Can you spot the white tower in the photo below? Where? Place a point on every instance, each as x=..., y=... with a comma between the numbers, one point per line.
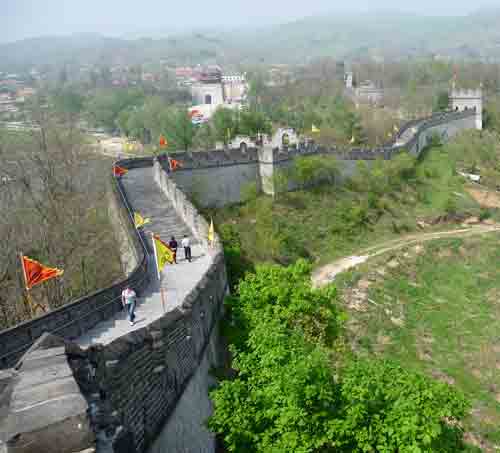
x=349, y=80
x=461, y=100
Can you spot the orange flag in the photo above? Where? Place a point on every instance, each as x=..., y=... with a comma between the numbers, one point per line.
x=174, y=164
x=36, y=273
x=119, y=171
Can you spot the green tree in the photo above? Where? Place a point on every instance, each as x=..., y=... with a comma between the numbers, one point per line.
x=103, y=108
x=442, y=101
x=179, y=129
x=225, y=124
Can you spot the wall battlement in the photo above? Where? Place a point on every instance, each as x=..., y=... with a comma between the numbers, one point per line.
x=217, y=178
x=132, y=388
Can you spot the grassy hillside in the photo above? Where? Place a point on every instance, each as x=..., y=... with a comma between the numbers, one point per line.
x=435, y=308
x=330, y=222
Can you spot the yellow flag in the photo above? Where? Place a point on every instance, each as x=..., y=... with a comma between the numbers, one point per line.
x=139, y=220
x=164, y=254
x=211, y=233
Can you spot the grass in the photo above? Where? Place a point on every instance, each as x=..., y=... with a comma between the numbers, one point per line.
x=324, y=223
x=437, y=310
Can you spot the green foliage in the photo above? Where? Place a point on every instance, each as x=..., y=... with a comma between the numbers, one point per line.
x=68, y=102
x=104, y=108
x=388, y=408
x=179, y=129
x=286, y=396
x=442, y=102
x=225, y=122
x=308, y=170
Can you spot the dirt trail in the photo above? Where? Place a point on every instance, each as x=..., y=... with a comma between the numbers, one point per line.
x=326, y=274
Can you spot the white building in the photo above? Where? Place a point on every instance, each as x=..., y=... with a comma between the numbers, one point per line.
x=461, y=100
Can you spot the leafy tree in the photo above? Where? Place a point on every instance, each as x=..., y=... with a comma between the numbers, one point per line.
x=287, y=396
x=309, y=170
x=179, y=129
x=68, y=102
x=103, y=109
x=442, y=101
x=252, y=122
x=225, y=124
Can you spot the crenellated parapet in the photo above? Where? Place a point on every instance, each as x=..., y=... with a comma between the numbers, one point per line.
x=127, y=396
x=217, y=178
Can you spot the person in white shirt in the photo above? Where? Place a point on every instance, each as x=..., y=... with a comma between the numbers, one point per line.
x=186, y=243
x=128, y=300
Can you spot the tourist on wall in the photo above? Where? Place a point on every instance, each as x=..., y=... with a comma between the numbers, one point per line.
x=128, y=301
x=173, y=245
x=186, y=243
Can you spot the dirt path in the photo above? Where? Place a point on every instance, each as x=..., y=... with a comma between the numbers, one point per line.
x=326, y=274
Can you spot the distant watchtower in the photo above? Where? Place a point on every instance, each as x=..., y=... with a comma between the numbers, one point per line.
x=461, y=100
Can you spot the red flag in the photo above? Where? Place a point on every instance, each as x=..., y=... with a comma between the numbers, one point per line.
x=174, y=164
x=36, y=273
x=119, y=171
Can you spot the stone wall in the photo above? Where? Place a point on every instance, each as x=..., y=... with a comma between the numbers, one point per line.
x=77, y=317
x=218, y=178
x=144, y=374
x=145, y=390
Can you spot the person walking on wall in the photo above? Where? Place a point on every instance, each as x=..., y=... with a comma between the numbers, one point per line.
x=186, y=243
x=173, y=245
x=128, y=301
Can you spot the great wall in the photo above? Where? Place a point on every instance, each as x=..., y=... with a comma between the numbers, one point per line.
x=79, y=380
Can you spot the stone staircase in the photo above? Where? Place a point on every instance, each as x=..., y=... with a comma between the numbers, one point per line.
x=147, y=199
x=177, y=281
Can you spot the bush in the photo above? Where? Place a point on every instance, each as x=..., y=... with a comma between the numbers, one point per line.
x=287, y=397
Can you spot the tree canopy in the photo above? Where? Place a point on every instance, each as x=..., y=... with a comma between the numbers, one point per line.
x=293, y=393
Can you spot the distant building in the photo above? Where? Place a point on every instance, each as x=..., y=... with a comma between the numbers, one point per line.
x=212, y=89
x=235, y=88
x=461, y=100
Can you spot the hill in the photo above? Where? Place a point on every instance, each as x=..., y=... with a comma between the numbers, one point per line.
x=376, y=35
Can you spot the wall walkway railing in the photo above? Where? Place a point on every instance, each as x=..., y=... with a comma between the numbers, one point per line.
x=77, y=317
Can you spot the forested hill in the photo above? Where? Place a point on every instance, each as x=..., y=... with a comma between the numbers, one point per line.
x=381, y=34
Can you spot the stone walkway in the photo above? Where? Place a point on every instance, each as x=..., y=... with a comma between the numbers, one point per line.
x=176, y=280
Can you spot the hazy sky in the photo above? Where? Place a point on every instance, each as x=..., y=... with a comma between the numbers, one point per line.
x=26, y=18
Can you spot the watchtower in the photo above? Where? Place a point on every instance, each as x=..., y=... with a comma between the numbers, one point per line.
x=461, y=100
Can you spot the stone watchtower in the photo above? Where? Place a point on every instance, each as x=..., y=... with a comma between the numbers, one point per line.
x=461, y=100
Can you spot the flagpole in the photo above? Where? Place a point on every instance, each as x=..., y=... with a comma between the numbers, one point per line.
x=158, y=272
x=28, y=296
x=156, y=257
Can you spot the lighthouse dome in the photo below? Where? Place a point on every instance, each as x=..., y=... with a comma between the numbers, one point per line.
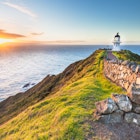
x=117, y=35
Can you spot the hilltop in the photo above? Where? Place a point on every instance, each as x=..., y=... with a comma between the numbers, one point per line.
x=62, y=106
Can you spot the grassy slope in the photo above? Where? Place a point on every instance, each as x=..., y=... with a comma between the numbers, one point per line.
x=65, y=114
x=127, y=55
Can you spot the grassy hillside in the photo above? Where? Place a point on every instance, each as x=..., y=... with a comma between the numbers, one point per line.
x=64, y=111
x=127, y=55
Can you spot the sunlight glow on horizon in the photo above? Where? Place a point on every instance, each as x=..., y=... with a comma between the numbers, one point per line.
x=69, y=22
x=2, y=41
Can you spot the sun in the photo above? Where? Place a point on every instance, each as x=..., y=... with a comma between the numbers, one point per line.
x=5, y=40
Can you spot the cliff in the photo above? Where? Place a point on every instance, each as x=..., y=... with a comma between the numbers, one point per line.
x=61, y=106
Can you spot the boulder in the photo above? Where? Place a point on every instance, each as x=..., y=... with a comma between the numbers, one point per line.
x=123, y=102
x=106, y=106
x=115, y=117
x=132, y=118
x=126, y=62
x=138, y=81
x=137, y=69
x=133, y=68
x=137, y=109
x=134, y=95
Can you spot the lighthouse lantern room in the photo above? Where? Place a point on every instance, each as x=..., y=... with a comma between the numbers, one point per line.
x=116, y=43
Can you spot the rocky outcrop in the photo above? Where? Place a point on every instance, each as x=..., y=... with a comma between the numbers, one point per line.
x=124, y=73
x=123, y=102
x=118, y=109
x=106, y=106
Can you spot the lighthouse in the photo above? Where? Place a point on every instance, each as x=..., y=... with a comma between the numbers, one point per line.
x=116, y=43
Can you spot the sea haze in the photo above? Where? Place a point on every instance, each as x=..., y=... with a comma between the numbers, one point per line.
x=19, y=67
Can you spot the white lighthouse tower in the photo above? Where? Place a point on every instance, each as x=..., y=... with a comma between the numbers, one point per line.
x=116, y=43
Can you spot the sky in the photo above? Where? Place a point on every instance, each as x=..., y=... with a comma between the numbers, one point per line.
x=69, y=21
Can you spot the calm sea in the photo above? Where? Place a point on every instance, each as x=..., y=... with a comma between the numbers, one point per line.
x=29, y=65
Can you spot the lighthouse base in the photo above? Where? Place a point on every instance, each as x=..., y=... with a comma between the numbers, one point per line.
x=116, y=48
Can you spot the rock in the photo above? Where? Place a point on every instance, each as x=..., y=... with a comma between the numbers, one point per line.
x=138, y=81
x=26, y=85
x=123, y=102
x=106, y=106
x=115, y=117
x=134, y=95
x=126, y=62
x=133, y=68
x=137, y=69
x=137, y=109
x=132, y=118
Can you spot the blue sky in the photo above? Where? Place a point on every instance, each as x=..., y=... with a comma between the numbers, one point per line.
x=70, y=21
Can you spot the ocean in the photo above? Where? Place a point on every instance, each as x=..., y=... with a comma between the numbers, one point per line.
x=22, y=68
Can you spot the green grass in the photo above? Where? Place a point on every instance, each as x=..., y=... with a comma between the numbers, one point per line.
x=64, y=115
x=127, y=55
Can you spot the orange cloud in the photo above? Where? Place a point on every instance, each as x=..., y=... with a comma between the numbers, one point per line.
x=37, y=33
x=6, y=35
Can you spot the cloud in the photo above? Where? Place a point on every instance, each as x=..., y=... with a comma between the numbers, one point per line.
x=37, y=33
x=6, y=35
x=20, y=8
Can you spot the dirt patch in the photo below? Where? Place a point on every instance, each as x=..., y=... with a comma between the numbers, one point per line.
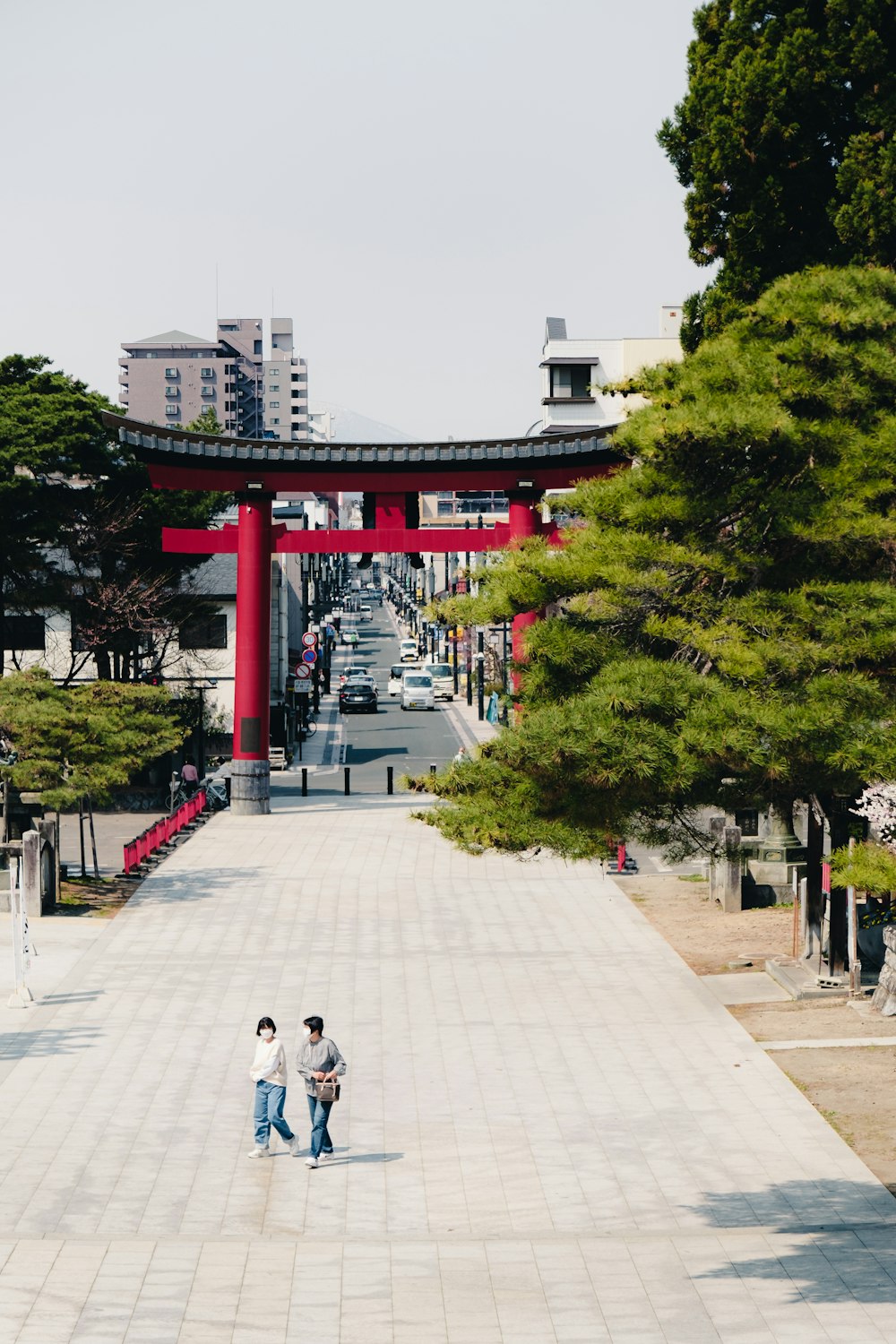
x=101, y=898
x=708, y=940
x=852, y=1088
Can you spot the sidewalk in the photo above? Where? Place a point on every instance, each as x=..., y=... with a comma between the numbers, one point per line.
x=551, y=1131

────

**Brief**
The lines wanted run from the one with "Can you spot the green grass" through the final line of the data; repeat them word for word and skip every picture.

**Answer to this exercise**
Can you spot the green grass in the photo above? Where? Place a point on every instance, each as x=..., y=... with a comma between the numbers, one point per line.
x=64, y=115
x=127, y=55
Can you spot the orange cloud in the photo above? Where? Place a point on every instance, each as x=..., y=... with a comma between the numbers, one point per line.
x=37, y=33
x=6, y=35
Can you spot the cloud in the photo above? Where? Place a point on every instance, each as x=..., y=... with a comma between the numbers, one point per line.
x=37, y=33
x=6, y=35
x=20, y=8
Can you spot the dirt patch in the photo below? Where? Place a point on every instance, each as x=..., y=... with a comma between the numbers, one point per line.
x=101, y=898
x=708, y=940
x=852, y=1088
Can you spot the sidewalk in the photo above? Where? Place a point on every instance, each as x=..., y=... with a comma between the numbers, one point per line.
x=551, y=1131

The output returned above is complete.